Working data:
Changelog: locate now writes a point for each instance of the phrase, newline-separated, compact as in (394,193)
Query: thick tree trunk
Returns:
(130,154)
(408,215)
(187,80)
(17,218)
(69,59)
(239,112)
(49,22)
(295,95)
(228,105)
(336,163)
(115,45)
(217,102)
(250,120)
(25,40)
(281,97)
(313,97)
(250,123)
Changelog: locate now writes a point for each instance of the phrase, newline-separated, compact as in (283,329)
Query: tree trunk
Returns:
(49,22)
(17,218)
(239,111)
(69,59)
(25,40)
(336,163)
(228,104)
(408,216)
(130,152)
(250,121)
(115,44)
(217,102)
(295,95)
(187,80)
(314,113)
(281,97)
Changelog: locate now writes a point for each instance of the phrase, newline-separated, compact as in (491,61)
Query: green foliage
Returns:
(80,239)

Written request: Can you copy the lines verbatim, starting at the line that contains "as in (491,61)" and stopping after the last line of the records?

Solution to the exercise:
Changelog: locate now writes a point for each instance of the phrase, newline-separated, compact as in (491,61)
Query: green foliage
Returns:
(80,239)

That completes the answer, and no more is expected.